■ **Stored dataset items**:
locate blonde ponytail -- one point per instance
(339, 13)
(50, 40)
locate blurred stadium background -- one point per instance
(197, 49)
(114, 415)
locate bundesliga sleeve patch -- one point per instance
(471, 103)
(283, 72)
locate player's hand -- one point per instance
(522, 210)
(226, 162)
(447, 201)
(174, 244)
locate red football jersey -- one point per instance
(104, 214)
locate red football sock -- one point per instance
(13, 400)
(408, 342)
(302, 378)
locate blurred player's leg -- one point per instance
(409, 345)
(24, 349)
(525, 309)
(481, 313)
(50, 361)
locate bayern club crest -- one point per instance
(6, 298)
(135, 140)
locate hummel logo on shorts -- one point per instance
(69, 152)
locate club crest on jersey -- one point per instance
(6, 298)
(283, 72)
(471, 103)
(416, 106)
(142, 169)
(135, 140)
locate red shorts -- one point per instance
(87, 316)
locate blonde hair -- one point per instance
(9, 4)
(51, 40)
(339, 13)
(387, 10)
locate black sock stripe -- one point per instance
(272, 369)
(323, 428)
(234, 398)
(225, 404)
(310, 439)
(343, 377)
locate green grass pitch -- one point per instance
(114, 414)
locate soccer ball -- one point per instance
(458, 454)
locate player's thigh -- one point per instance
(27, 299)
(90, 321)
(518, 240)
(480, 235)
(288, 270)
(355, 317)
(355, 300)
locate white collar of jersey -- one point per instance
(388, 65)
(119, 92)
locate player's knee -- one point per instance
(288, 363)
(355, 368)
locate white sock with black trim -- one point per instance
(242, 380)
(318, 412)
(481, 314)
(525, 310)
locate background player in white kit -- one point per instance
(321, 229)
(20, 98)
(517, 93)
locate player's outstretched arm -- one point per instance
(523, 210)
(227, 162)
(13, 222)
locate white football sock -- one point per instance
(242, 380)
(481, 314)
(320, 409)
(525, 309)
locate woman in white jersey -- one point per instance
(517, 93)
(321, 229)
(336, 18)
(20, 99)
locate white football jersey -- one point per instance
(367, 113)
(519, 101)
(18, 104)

■ **What you need to do**:
Starting at the line that contains "locate white football jersey" and ending at the last line above, copy those lines again, requests included. Multiply each point coordinate by 2.1 and round it to a whole number, with halves rounding up.

■ **Exercise answer**:
locate white football jersey -- one point per instance
(771, 237)
(1090, 212)
(38, 218)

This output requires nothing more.